▶ **REQUIRED WORK**
Edit the entries from the beginning through the line containing "26 115 L 19" so that "rear door" becomes "front door", leaving everything else unchanged. Reproduce only those lines.
----------------------------------------
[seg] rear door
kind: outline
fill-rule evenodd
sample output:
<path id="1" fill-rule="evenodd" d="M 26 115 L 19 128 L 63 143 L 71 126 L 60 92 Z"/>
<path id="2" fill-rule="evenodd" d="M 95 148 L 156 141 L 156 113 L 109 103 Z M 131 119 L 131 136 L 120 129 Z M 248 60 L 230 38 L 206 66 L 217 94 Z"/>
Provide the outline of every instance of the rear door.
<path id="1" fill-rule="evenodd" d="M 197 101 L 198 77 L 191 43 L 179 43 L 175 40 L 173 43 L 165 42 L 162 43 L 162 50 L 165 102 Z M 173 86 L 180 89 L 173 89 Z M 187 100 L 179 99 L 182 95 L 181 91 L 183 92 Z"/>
----------------------------------------
▶ **CORRECT ANSWER**
[seg] front door
kind: outline
fill-rule evenodd
sample output:
<path id="1" fill-rule="evenodd" d="M 26 115 L 19 128 L 63 143 L 71 126 L 60 92 Z"/>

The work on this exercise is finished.